─── Given passage

Karen Gillmor (born January 29, 1948) is a Republican politician who served in the Ohio Senate, and who now serves on the Ohio Industrial Commission. She is the widow of former U.S. Congressman Paul Gillmor.

==Life and career==
Gillmor graduated with a Bachelor of Arts with honors from Michigan State University, and a Master of Arts and a Ph.D. from The Ohio State University. She served on the State Employment Relations Board from 1997 to 2007. She first was elected to the Ohio Senate in 1992 to succeed Paul Pfeifer, who had won election to the Ohio Supreme Court. In 1996, she was reelected, however, she resigned from her second term in 1997 to take a seat in the State Employees Relations Board.

==Return to the Ohio Senate==
In 2008, Gillmor again ran for the Senate. However, she first faced Representative Steve Reinhard in the primary election. After receiving the endorsement of the Senate caucus, Gillmor defeated Reinhard for the nomination, with 59.88% of the vote. She defeated Democrat Tom Kruse with 63.04% of the vote.

Midway through 2011, Gillmor was mentioned as a likely contender for the Ohio Industrial Commission. Gillmor announced that she would seek the seat in early June 2011. Gillmor was up against two others for the position.

On June 10, 2011, it was announced that Gillmor would be appointed to the Industrial Commission.

──────
─── Listed entries

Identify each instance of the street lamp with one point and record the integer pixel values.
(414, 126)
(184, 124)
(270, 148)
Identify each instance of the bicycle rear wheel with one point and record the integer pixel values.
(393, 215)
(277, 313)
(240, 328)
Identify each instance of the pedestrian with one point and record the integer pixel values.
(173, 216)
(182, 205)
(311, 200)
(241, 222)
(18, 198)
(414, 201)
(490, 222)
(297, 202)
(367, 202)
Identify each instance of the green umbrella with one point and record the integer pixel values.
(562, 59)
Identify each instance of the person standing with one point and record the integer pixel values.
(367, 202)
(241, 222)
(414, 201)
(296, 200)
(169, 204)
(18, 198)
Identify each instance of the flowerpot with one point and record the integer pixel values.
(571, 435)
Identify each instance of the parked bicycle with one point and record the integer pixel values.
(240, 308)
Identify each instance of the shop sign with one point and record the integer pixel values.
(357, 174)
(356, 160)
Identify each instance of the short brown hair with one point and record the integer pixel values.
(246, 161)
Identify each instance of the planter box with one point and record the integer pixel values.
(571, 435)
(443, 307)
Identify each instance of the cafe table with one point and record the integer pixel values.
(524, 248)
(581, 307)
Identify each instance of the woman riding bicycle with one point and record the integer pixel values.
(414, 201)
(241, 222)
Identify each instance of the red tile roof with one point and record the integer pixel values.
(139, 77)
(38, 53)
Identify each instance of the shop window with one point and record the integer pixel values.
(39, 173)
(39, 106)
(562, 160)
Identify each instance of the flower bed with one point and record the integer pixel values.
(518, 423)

──────

#### Questions:
- 1) According to the Karen Gillmor passage, in what year was she first elected to the Ohio Senate?
- 2) Please print the Karen Gillmor passage from "Karen Gillmor (born" up to and including "Employees Relations Board.".
The lines have no connection to the Karen Gillmor passage.

#### Solutions by task:
- 1) 1992

- 2)
Karen Gillmor (born January 29, 1948) is a Republican politician who served in the Ohio Senate, and who now serves on the Ohio Industrial Commission. She is the widow of former U.S. Congressman Paul Gillmor.

==Life and career==
Gillmor graduated with a Bachelor of Arts with honors from Michigan State University, and a Master of Arts and a Ph.D. from The Ohio State University. She served on the State Employment Relations Board from 1997 to 2007. She first was elected to the Ohio Senate in 1992 to succeed Paul Pfeifer, who had won election to the Ohio Supreme Court. In 1996, she was reelected, however, she resigned from her second term in 1997 to take a seat in the State Employees Relations Board.